### Source extract
In a TV interview, Dany Villanueva gave a detailed account of the police killing of his brother. “There was a game of dice. We were having fun, myself, my brother and his friends ... A police car emerged behind us. We were in the middle [of the park], we moved back. The police agent came right at me and told me: ‘I saw you play dice, come here’. He wanted to arrest me... I had initially maintained a distance from him, then I got closer. He grabbed my hand, he wanted to handcuff me. I said, ‘Why are you doing this? I didn’t do anything wrong.’ He was pressing hard. At a certain point, my arm began to hurt. I was also struggling to straighten up my arm. The other police agent came and they threw me on the hood of the car. I managed to get up. The police agent took me by the neck and tripped me up. It’s at this point that my brother came. He said, ‘What are you doing, let go of my brother. Why are you doing this?’ And then, I just heard gun shots. I saw my brother down on the ground.”

Government officials have refused to call a public inquiry on the police shooting of Fredy Villanueva and no disciplinary action has been taken against the police agents responsible for his death. A bogus internal investigation was handed over to the provincial police force, the Sûreté du Québec. Its aim is to whitewash the two Montreal cops involved and the city’s police force as a whole. “I don’t even know what progress the investigation has made, what is going on, nothing,” said Patricia Villanueva, the sister of the young victim and spokesperson for the family.

There is also an attempt by the ruling establishment to deny any connection between the fatal police shooting of the Latino teenager and the on-going police harassment of minority youth.

In the aforementioned La Presse editorial, Prate goes out of his way to reassure his readers that “absolutely nothing indicates that Montreal’s police agents are a pack of racist thugs.” The latter phrase is an apt one.

“The relationship between young men and the police in these hot areas is very difficult,” Maria Mourani, a sociologist and Bloc Quebecois MNA, commented to the Gazette August 12. “If you are male, a member of a visible minority and drive a sports car, you can be targeted,” Mourani said. “One youth told me he was stopped 10 times in one day. That is a lot and I think the young people are fed up.”

This is particularly the case—and has been for years—in the heavily immigrant neighborhood of Montreal-North, nicknamed “the Bronx,” where Fredy Villanueva was killed. The area has highly concentrated pockets of poverty and all the associated social problems, including gang and drug-related violence. These problems are coupled with police repression and criminalization of the population.

Jacques Hébert, a professor of social work at Montreal’s UQAM university, said of the area: “A study I co-directed in 1996 to understand the social trajectory of young Haitians living in this neighborhood found that a majority of them had been ‘aggressively’ called over by police agents during routine checks. The term most frequently used by law-enforcement officers was the word ‘nigger’.”

Data records:
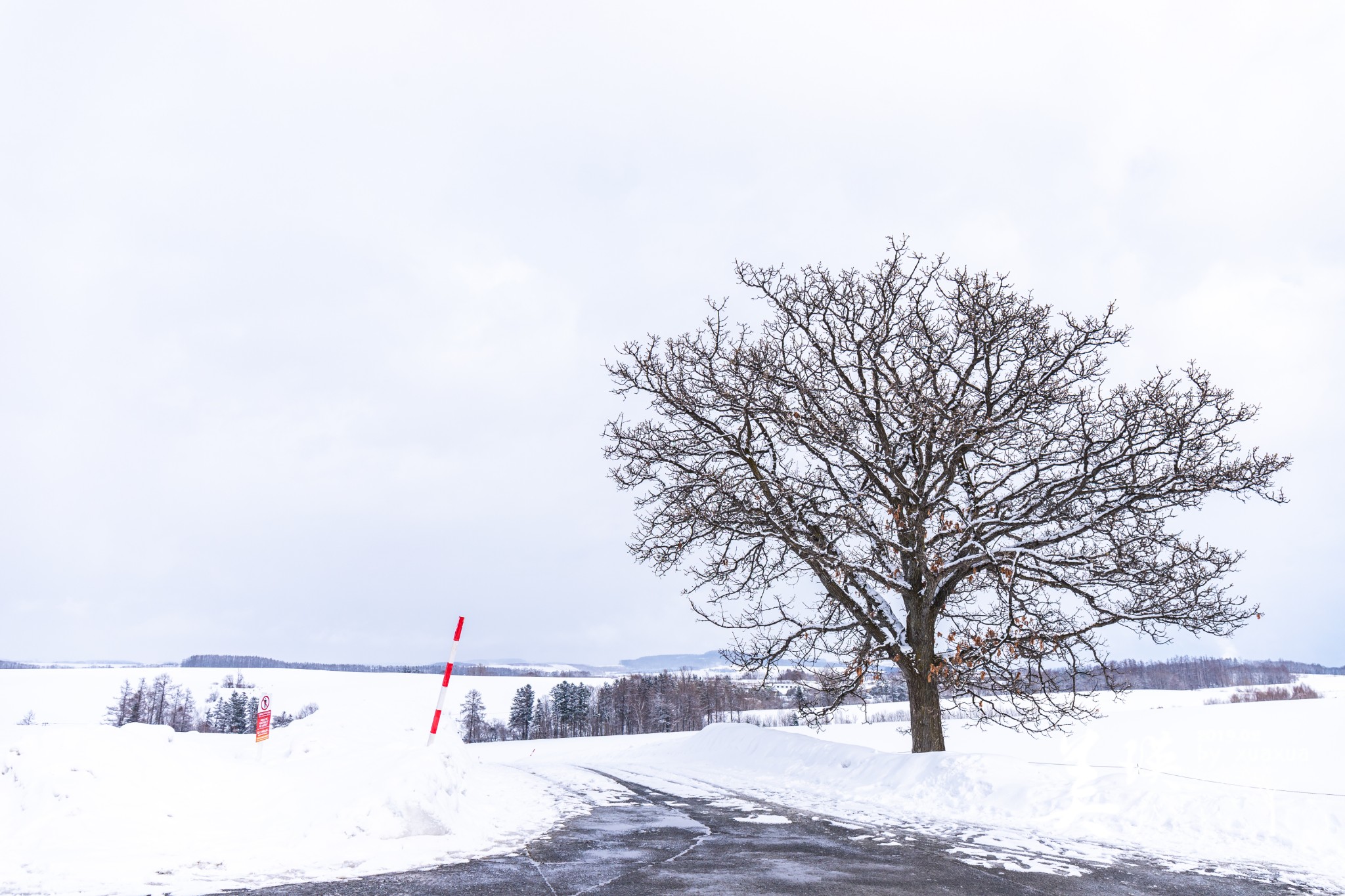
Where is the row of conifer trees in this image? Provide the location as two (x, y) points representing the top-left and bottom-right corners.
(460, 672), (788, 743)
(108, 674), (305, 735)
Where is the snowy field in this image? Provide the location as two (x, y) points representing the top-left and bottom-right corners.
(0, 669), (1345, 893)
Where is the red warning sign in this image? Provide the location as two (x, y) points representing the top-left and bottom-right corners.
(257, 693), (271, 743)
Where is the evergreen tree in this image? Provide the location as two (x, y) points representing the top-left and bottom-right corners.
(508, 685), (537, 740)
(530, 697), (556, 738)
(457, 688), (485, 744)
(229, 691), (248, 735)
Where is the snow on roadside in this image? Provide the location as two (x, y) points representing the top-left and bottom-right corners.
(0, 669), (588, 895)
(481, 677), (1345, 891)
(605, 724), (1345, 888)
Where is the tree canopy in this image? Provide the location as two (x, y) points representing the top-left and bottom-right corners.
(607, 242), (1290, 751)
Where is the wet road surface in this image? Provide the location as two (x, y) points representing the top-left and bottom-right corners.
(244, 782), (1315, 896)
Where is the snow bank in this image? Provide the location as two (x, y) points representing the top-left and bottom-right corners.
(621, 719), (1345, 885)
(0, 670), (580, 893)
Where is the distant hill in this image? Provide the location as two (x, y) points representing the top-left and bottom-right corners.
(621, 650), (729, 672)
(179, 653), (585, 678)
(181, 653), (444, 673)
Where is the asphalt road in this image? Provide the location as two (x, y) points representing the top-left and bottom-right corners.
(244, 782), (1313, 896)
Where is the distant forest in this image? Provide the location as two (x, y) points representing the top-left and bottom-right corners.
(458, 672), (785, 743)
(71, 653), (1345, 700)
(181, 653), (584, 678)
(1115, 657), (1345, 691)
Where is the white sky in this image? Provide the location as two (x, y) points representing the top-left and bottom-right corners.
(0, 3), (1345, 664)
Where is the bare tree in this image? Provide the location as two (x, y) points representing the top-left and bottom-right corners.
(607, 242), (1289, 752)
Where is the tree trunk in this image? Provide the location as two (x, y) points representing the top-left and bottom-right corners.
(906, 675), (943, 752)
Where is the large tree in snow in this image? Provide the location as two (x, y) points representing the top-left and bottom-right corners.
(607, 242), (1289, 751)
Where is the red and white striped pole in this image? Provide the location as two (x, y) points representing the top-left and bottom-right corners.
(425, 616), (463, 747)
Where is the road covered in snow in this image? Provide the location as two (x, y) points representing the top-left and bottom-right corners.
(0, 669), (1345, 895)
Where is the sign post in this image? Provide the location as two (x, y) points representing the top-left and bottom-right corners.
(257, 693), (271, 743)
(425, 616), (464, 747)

### To do
1 > In the article on the Fredy Villanueva shooting, which police force received the internal investigation?
2 > Reproduce word for word the passage of the article on the Fredy Villanueva shooting between "There is also" and "an apt one.", inclusive.
3 > Write the next part of the article on the Fredy Villanueva shooting, starting after its final sentence.

### Task-by-task outputs
1 > The Sûreté du Québec, the provincial police force.

2 >
There is also an attempt by the ruling establishment to deny any connection between the fatal police shooting of the Latino teenager and the on-going police harassment of minority youth.

In the aforementioned La Presse editorial, Prate goes out of his way to reassure his readers that “absolutely nothing indicates that Montreal’s police agents are a pack of racist thugs.” The latter phrase is an apt one.

3 >
In a similar observation, Pierreson Vaval, a youth-group leader in the Montreal-North neighborhood, told the press of youth “in revolt because they don’t like the way they are being treated. They don’t like how authorities interact with them.”

This remark was singled out for condemnation in the aforementioned Globe and Mail editorial as an attempt to “dignify the stealing of meat from small butcher shops or the burning of cars as an expression of oppressed youth.”

The mouthpiece of Canada’s financial establishment wants no examination of the social roots of last week’s riot in the north end of Montreal because of what would be exposed: mounting police brutality and racism as the response of a ruling class that has no progressive solution to the acute social ills generated by its profit-based system.

Statistics for the Montreal-North neighborhood are staggering in that regard: 40 percent of its 85,000 inhabitants live below the official poverty line, double the provincial rate; 46 percent of its tenants spend about a third or more of their income on rent, as opposed to 35 percent in the city as a whole; the unemployment rate is 12 percent, as opposed to 8 percent in the province; and among those aged 15 to 24, the unemployment rate jumps to 16 percent, as opposed to 13 percent in the province.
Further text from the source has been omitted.